- [WRITTEN EXERCISE]: Copy out every line of the items below word for word, leaving out the pictures.

- [RECORD EXCERPTS]:
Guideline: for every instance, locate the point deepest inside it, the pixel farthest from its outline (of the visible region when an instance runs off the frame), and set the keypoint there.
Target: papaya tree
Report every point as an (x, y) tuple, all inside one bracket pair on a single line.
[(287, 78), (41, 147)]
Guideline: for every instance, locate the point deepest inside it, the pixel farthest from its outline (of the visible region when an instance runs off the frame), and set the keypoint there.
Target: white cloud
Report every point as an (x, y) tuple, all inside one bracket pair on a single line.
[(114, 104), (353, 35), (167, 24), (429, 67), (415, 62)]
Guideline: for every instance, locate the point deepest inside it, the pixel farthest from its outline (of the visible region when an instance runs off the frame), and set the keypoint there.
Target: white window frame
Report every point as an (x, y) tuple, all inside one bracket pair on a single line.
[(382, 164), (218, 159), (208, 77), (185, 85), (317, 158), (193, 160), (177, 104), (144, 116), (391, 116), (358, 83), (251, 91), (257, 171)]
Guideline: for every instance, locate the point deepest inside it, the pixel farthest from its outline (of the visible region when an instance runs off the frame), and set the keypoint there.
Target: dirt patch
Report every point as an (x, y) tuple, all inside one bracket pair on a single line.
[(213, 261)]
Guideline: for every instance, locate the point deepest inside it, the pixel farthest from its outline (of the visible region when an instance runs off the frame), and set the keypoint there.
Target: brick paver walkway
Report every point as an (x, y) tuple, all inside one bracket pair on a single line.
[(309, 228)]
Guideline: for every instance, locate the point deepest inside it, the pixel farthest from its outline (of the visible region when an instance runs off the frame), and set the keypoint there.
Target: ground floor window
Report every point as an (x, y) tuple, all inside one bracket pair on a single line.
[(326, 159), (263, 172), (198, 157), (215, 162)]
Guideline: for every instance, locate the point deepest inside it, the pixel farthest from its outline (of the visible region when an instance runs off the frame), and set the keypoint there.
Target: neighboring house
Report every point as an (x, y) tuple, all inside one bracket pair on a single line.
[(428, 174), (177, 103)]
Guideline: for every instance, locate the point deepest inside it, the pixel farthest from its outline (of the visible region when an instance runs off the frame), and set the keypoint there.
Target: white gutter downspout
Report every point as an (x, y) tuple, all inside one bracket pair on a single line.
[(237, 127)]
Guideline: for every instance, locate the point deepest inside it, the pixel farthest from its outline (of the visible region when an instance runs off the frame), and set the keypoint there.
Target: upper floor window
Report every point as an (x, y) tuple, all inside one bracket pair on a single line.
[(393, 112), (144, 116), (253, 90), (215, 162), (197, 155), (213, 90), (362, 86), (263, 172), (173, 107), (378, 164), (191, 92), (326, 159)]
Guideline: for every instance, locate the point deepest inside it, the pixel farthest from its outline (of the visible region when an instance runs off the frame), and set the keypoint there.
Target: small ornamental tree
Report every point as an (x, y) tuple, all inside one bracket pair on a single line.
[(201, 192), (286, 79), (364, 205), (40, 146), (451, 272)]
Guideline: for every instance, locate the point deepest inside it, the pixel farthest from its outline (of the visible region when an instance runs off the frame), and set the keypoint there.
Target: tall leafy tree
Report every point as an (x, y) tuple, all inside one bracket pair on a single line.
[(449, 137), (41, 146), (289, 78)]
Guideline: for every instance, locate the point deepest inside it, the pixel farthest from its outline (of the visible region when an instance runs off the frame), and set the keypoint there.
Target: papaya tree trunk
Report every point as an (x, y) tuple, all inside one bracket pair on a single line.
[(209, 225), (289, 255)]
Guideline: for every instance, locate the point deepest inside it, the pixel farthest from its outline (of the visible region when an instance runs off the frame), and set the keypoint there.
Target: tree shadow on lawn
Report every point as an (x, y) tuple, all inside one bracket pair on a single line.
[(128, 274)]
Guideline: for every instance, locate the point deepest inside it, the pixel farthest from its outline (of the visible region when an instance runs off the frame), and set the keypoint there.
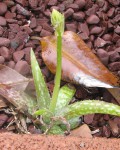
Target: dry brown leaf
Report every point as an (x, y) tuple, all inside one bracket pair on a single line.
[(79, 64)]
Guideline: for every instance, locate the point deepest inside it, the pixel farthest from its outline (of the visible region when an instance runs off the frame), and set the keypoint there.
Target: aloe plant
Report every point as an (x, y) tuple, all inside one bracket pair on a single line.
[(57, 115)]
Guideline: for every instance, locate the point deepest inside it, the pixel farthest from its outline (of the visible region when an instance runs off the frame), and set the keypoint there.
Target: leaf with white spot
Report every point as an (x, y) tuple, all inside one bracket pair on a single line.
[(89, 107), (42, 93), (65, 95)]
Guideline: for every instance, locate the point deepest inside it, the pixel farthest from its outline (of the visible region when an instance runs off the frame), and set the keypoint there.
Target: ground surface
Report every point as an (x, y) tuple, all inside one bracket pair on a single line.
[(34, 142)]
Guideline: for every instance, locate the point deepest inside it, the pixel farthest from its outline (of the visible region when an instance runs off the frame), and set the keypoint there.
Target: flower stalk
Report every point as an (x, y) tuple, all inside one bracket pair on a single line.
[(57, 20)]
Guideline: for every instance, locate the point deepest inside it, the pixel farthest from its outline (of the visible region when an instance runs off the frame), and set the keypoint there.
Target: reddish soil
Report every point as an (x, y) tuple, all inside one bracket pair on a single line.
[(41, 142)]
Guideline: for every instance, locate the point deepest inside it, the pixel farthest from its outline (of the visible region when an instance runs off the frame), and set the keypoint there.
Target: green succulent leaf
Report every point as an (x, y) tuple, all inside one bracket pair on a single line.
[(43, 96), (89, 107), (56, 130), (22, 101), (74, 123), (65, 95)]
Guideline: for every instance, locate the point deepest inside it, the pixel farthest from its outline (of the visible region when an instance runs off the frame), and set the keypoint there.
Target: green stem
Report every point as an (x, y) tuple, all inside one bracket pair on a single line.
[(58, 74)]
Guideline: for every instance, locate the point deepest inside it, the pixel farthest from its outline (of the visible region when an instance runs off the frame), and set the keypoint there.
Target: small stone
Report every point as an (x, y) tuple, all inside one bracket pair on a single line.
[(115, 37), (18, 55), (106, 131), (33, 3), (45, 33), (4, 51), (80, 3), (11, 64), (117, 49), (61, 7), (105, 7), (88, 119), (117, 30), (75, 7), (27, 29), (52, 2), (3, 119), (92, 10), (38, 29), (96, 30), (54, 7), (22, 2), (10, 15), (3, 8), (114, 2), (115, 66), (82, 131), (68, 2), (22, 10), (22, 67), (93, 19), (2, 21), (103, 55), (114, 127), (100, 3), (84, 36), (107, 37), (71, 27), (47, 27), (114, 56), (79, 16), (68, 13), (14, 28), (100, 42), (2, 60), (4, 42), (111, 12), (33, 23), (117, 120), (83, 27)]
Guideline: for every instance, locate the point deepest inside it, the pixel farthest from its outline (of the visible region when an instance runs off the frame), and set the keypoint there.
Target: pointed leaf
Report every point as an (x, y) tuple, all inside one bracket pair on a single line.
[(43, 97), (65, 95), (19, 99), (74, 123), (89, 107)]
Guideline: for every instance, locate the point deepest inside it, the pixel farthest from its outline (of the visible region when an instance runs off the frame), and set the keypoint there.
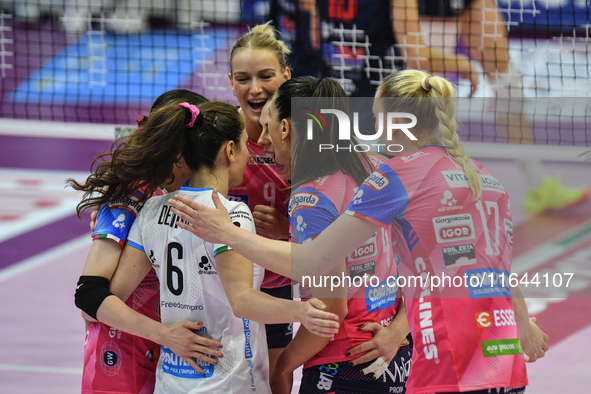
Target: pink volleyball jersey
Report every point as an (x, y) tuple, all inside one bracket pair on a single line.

- [ANSWER TO THE PROBLEM]:
Guideline: for every instance, locate the point deepest inside it, the pixel farthest from its outline (of the visible region when an instance runs off the frame), and set the keypoint there.
Target: papaya tree
Report every point as an (x, y) tuple, all inside one bracket pair on a single line.
[(287, 78), (41, 147)]
Guideline: for every instance, locate the point deepest inside it, the pixel farthest from its outline (of the visible region when an instance runs off the frame), and set the keypoint there.
Target: white cloud
Report every point as an (x, y) tuple, all inside one bracket pair on a single line.
[(114, 104), (353, 35), (167, 24), (429, 67), (415, 62)]
Guideline: for every instance, locate the point deepest inside it, the pixel farthest from its outline (of the visible region when an instance runs off the frame), and set the keypoint there.
Target: white window frame
Report every point as an (x, y) tuple, all inside one bracket pair on a single line.
[(382, 164), (218, 159), (208, 77), (185, 85), (317, 158), (193, 160), (177, 104), (144, 116), (391, 116), (358, 83), (251, 91), (257, 171)]
Guideline: for every instance, locate the point deepest inside it, the pixel farthest from its outline (of the visible region when an instance runs off the frame), and set the keypoint there.
Target: dirt patch
Report every point as an (x, y) tuple, all inside one bracket pair on a single line.
[(213, 261)]
Guideline: for every instance, locate the point deepest inside it, the pixel farthest from its outline (of the visible region when an instance runs off the frame), and set the keypoint there.
Target: brick paver walkway
Report every point as an (x, y) tuple, all inside one bracket pair on a single line.
[(309, 228)]
Guideline: for every instance, locate the point deepest inside it, the pixel farthest from its outline (of the visible region when an instance runs off the frame), and set the keypoint there.
Target: ground floor window
Report every point as an (x, y) tuple, all inside one bracket pair on a single line.
[(326, 159), (263, 172), (198, 157), (215, 162)]
Guideline: for every instance, locate the point deepest inside it, the pixel farthest from its outline (of the visible region when an instance runs off the frame), and set the keypoint there.
Target: neighboring house
Report every point as an (x, y) tuple, all inside one bracket pair on a single line.
[(428, 174), (177, 103)]
Guideline: for every instance, locate the point deepest inside it, the pixel farthest from its outline (of the visible region when an instance runs off the frame), and set the keypoint there.
Target: white gutter downspout
Report every point as an (x, y) tuple, all inside one bracket pair on a single line.
[(237, 127)]
Guideline: for every instance, locate the point deepest inside it, the pixel farthest from its outline (of the visible region when an instance runs off the frame), and set the keypoint there.
Target: upper floor window
Report every point as an (x, y) tuple, all inside one bracket pair on a single line.
[(393, 112), (144, 116), (253, 90), (215, 162), (197, 155), (213, 90), (362, 86), (263, 172), (173, 107), (378, 164), (191, 92), (326, 159)]
Guideline: for every instance, locate the point deepest inside it, the pixel farthest from its outline (of the visible region when an instance runs off the frame), and set the keypoint there.
Target: small ornamental tree
Report every point as an (x, y) tuple, all inside one bracket pair on a single line.
[(201, 192), (286, 79), (364, 205), (40, 146), (451, 272)]
Guideline: for every instance, locate the point deepest inside it, the pixel farthest from its outline (of the visible region when an instance runs off the frame), and set the keypoint there.
Target: tall leafy tree
Report every point as an (x, y) tuple, all inside one bracket pair on a single line.
[(449, 137), (41, 146), (289, 78)]
Guideline: for every instance, locate the point deepest inside it, the pixel farthest from its outline (of the visible region when an instance runs off the frame), and set the keypoint there.
Target: papaya tree trunk
Report every point as an (x, y) tuple, all inside one bracket pair on a single line.
[(209, 225), (289, 255)]
Guideline: for every instance, locate the point deepest inside it, the pixel farthest from its outline (of the visible region when an instance runs off the frame), and set the keypoint there.
Target: tree shadow on lawn
Report every point as an (x, y) tuple, all inside one bracket pair on a single line.
[(128, 274)]
Guideline: for every instance, locate the point deepest inside it, the pixel farthest from its outline (of the visible region when an instance runs off the frame), and set the keypoint there.
Target: dry brown leaf
Report every point as an (x, y) tuple, all inside one bracket pair on a single line.
[(79, 64)]
Guideline: for every instance, locate the point deepest inside it, the pixel farthest from its outline (of the visible region when an instance runs off the frame), and set the keypoint there.
Target: aloe plant
Report every point as an (x, y) tuple, all inside one bracket pair on a single line.
[(57, 115)]
Guideline: for every instance, locate the point deepest inside it, the pixel farthest from its outline (of the visible region when an instance runs off the frame), and set the keypoint there.
Target: leaf with white spot
Report every point as an (x, y) tuple, all inside one bracket pair on a single line.
[(89, 107), (42, 93), (65, 95)]
Guideline: for every instance, locate the point deepest inside it, the pixel farthest from its outline (of the visible region when an instance runs off the frame), and set the keypoint there.
Target: ground surface
Report every point as an (x, y) tuple, all inside one bracket pair on a single line.
[(34, 142)]
Guideline: for every instance, locate the point deepest inside it, the pixel farthest from its outline (of the visible region when an instance runs off the frame), and set the keypoint there.
Target: flower stalk
Report every point as an (x, y) tuple, all inside one bracket pair on a single line.
[(57, 20)]
Guideline: for every instance, locate the point deepest inside it, the pixel farthest from its outline (of the visible region when an instance runs off the frame), and set the keypoint there.
Target: reddish soil
Report every point as an (x, y) tuple, all inside one bracket pair on a single line.
[(41, 142)]
Guideline: for every instance, locate the point deepest inside it, the pixel farthest from its outline (of the visible region when an instance runs off the frame), and set the keypoint there.
Target: green succulent leaf
Report every point as an (x, y) tuple, all inside one bracket pair on a single line.
[(43, 96), (89, 107), (56, 130), (22, 101), (74, 123), (65, 95)]
Guideline: for every instance, locate the point deepest inside it, the pixel farthest from its outline (of the visible region when an instance runs off the frame), and set the keypoint there.
Target: green stem
Report every point as an (x, y) tuple, all inside one bracket pair on a single line.
[(58, 74)]
Guideline: for every instance, locate the point deepest inside it, the pixel farthest from its outline (of the visible region when an instance runs off the frame), and set the keypoint there.
Target: small stone
Report every point as an (x, y) tuple, all inside one bracket pair on a single line.
[(115, 37), (18, 55), (106, 131), (33, 3), (45, 33), (4, 51), (80, 3), (11, 64), (117, 49), (61, 7), (105, 7), (88, 119), (117, 30), (75, 7), (27, 29), (52, 2), (3, 119), (92, 10), (38, 29), (96, 30), (54, 7), (22, 2), (10, 15), (3, 8), (114, 2), (115, 66), (82, 131), (68, 2), (22, 10), (22, 67), (93, 19), (2, 21), (103, 55), (114, 127), (100, 3), (84, 36), (107, 37), (71, 27), (47, 27), (114, 56), (79, 16), (68, 13), (14, 28), (100, 42), (2, 60), (4, 42), (111, 12), (33, 23), (117, 120), (83, 27)]
Guideline: for every instance, locate the point deepest inside it, the pixel farthest from its outline (of the visible region when an instance runs off the frame), and set the keypoint there.
Target: pointed leaf
Report every point as an (x, y) tuple, all inside one bracket pair on a single line.
[(43, 97), (65, 95), (19, 99), (74, 123), (89, 107)]
Guideline: for every instance, locate the point deepest inside it, the pixel farthest from its outline (of the visible region when an instance runs off the frame), and set the keypoint there.
Target: pink volleyball jersey
Report every point as an (x, y) tuple, all inside one bracket pair on a single line.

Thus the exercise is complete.